■ **The problem**
Output an exact reproduction of the data.

*** Opening Study material ***

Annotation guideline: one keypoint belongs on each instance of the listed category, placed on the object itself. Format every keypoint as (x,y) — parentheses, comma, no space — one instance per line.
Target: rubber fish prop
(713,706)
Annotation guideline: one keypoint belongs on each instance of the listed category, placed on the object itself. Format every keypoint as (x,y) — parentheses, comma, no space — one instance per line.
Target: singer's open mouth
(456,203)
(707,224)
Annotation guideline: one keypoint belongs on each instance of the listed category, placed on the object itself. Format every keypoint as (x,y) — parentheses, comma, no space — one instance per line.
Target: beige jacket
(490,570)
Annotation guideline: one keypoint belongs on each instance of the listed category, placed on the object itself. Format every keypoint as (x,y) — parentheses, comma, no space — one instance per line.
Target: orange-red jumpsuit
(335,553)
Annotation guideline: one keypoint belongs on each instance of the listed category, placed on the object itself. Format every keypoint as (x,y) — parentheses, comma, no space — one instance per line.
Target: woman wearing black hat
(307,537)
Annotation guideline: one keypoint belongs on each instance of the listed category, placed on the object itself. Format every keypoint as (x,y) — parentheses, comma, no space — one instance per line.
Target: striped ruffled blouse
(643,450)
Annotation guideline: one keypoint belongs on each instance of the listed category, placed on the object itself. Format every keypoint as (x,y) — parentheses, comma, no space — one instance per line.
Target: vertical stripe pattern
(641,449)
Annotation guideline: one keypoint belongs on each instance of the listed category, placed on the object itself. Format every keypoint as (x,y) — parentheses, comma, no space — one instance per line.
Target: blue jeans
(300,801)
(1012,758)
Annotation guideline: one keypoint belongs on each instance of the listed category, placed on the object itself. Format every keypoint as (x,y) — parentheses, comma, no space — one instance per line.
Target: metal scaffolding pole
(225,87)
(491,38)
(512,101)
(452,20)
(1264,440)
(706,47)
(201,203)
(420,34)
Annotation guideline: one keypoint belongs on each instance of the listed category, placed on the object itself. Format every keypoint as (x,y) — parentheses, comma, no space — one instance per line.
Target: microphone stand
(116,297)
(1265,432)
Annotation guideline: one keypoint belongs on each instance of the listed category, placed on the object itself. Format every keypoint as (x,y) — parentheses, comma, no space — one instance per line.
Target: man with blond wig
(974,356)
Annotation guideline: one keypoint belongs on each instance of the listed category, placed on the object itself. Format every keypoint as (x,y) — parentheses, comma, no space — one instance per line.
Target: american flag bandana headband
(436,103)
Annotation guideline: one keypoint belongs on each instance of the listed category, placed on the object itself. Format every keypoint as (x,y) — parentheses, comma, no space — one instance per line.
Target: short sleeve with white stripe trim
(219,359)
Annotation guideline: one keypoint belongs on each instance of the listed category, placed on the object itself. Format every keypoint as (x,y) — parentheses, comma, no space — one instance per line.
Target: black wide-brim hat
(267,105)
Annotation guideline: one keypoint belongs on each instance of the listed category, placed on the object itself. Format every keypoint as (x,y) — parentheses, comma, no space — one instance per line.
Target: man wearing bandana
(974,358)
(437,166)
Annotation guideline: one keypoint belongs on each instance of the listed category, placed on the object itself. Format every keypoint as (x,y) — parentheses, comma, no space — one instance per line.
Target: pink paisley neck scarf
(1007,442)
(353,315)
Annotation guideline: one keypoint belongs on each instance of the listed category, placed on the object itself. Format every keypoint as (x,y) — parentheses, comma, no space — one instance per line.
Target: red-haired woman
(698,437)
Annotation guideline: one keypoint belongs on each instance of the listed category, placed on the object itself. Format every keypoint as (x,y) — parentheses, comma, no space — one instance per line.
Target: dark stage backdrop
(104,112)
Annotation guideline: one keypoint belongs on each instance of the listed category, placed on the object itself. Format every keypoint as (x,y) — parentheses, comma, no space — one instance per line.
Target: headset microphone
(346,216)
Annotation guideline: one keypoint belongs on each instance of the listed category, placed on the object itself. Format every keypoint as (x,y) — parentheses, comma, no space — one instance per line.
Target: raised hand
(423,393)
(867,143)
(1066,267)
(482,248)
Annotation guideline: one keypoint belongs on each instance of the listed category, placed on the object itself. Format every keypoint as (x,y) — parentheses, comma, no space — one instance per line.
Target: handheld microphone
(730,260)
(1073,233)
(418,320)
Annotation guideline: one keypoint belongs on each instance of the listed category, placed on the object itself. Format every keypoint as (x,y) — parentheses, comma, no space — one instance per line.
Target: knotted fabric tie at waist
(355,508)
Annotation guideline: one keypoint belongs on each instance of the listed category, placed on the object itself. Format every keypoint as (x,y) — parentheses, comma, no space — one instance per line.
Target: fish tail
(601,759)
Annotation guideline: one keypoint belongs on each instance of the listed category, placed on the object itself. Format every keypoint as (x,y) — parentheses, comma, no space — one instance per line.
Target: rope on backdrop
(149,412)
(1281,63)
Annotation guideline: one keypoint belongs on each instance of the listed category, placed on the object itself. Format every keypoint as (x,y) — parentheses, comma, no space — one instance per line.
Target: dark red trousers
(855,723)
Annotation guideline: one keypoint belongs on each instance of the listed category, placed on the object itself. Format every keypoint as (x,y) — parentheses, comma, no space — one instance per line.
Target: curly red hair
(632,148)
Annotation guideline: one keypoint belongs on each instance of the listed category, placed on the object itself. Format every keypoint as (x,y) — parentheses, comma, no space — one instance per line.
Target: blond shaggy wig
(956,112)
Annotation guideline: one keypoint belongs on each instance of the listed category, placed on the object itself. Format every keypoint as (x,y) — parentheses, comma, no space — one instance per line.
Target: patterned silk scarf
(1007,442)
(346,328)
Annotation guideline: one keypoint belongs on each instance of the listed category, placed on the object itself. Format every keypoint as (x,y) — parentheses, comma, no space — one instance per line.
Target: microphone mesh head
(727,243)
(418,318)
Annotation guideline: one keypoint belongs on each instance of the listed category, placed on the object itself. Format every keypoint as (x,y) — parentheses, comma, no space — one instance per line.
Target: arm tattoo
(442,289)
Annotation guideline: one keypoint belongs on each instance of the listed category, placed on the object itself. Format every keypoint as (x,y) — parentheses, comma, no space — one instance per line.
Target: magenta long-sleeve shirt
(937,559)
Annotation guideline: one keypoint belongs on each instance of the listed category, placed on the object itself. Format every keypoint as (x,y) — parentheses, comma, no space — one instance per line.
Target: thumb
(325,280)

*** Closing Study material ***

■ **Exercise result**
Annotation guideline: one keypoint belongs on each instance of the listed category, placed on the object itself. Format every keypoint as (x,y) — parentheses, comma, no space — one instance per line.
Target: rubber fish prop
(713,706)
Annotation guideline: one keypoint belongs on each instance of the listed category, placed on the object itself. Format every keypoint as (x,y) — parentheses, comma, no space — one instance per line.
Target: singer's open mouth
(456,203)
(707,224)
Annotation guideline: one keypoint belongs on each instance of the listed category, placed on the object itself. Format every keypoint as (x,y) — parentheses, comma, no space — one instance per line.
Target: beige jacket
(490,570)
Annotation guideline: one keypoint belongs on each instance of the listed category, placed on the object itself. Format every keypoint as (x,y) — parentheses, comma, no space — one instance per line.
Target: orange-red jumpsuit
(335,553)
Annotation guideline: one keypoint belongs on each instance of the listed category, placed on the object itself. Format every keypoint as (x,y) — parentheses, comma, no space — one instance per line.
Target: woman wearing black hat
(307,537)
Annotation guideline: one keypoint belongs on each instance of the listed category, placed on the object itself. Format every keypoint as (x,y) — parentheses, comma, no space — one instance per line.
Target: striped ruffled blouse
(643,450)
Annotation guideline: one keypoint belongs on each instance of the listed category, placed on the object itself. Format every keypoint as (x,y) — parentheses, comma, no space — one instance per line.
Target: vertical stripe pattern
(641,449)
Annotation guideline: one keypoint belongs on each instance of the listed category, placed on the object itself. Format every keypoint as (x,y) — parentheses, comma, no space — one instance per line.
Target: blue jeans
(300,801)
(1012,758)
Annotation guideline: one keypoint belongs on each instance of the listed category, placed on the object itself. Format every keypoint as (x,y) — parentheses, comma, no space — one instance per line.
Target: metal scaffolding pole
(225,87)
(491,38)
(512,101)
(452,20)
(1264,440)
(706,47)
(201,203)
(420,34)
Annotation guideline: one keypoint belongs on each instance of the listed category, placed on the object itself. Format every keypoint as (x,y) — parentheses, comma, no space — one instance per line.
Target: microphone stand
(116,297)
(1265,432)
Annotation guideline: one keypoint belongs on each instance of the listed category, placed on the object itself. Format every keypoint as (x,y) — parentheses, comma, no space — one instance per line.
Target: man with blond wig
(974,356)
Annotation guideline: one keypoint belongs on each instance of the listed category, placed on the object itself. Format every keypoint as (x,y) — parentheses, comma, no space — one instance per line.
Target: american flag bandana headband
(436,103)
Annotation guideline: one keypoint belongs on each instance of the listed category, placed on the object itself. Format every keypoint as (x,y) — parentheses, comma, no space — one instance per line.
Target: short sleeve with white stripe trim
(219,359)
Annotation guideline: one keypoint belongs on each instance of the listed category, placed on the object itself. Format every keypoint as (x,y) — parentheses, comma, no space — one instance per line.
Target: black wide-brim hat
(267,105)
Annotation guideline: one keypoint belongs on each instance of the listed category, placed on the object itself. Format every keypoint as (x,y) — parentheses, comma, no space — one instance per line.
Target: man wearing bandana
(974,358)
(437,166)
Annotation guideline: one keypoint belongs on each instance of the listed category, placed on the object itself. Format every keypoint as (x,y) — parentheses, comma, no space — one instance per line.
Target: pink paisley neck scarf
(1007,442)
(353,315)
Annotation guideline: one keypoint belongs on each instance of the listed category, placed on the object itself. Format every keypoint as (x,y) — parentheses, comma, no space — one instance per line.
Target: red-haired woman
(698,437)
Annotation guideline: one keypoint belongs on each instance of the listed category, placed on the object itself. Format every keypoint as (x,y) — parentheses, comma, no space — one instance per line.
Target: dark stage backdrop
(104,112)
Annotation guideline: one keypoint belongs on each instance of the listed category, placed on the object itself. Format every keypoint as (x,y) — parentheses, comma, no space — one instance per line.
Target: headset microphone
(346,216)
Annotation guideline: one keypoint belongs on each instance of the listed category, placed on the object itself. Format every keypoint as (x,y) — parentheses, comma, no space — one instance per line.
Target: raised hand
(423,393)
(867,143)
(1066,267)
(482,248)
Annotation guideline: one keypoint belongs on each instance of the listed category, placed on the object itself. Format every keypoint as (x,y) — parentheses, comma, no space — one instance per line.
Target: handheld microphone
(730,260)
(1073,233)
(418,320)
Annotation guideline: one keypoint belongs on each instance of the listed category, placed on the object itself. Format every keypoint as (x,y) — parentheses, comma, no space — one instance per line.
Target: knotted fabric tie at waist
(355,508)
Annotation guideline: one keypoint belongs on each instance of the listed category, placed on the object itself. Format every keypoint as (x,y) — parentheses, comma, no space — one instance per line.
Target: fish tail
(601,759)
Annotation guideline: one keypoint belongs on each instance of the listed category, placed on the object itself. Format every keypoint as (x,y) — parentheses, comma, no space — one instance per line.
Target: rope on backdrop
(149,412)
(1281,63)
Annotation guideline: one keypoint belongs on each instance of the listed category, placed on the object itself. Format every keypoint as (x,y) — parentheses, comma, no space — one instance per line.
Target: dark red trousers
(855,723)
Annotation guideline: one keypoint belongs on each instance of the listed category, placed on the object itself. Format every keypoint as (x,y) — parentheses, comma, no space — one instance per line.
Target: curly red hair
(632,148)
Annotation guideline: one keypoint belongs on each instance of the listed category, placed on the object itself. Format every keypoint as (x,y) — parentheses, comma, no space — one instance per line.
Target: blond shaggy wig
(956,112)
Annotation guideline: one keypoint belongs on each instance of the listed category, placed on the object itself. Format every keypoint as (x,y) — parentheses, comma, no space — one instance per line.
Target: patterned silk scarf
(1007,442)
(346,328)
Annotation guideline: one keypoint belongs on each instance of the listed category, placed on the object itself. Format every keypoint as (x,y) — parentheses, comma, no space — one instance per line.
Target: microphone mesh head
(727,243)
(418,318)
Annotation guideline: one keypoint belongs on each instance of the listed category, placed on the object itself. Format every keypoint as (x,y) — parentheses, comma, no space — one instance per line.
Target: arm tattoo
(442,289)
Annotation guideline: one keypoint belongs on each instance of the listed category, placed on the object itself. Format every keypoint as (x,y) — parentheses, comma, no space — one instance per line.
Target: magenta long-sleeve shirt
(937,559)
Annotation guideline: one keypoint belongs on each instance of the listed category, placed on the object itself. Format every keypoint as (x,y) — parentheses, comma, no space — one instance per line.
Target: thumb
(325,280)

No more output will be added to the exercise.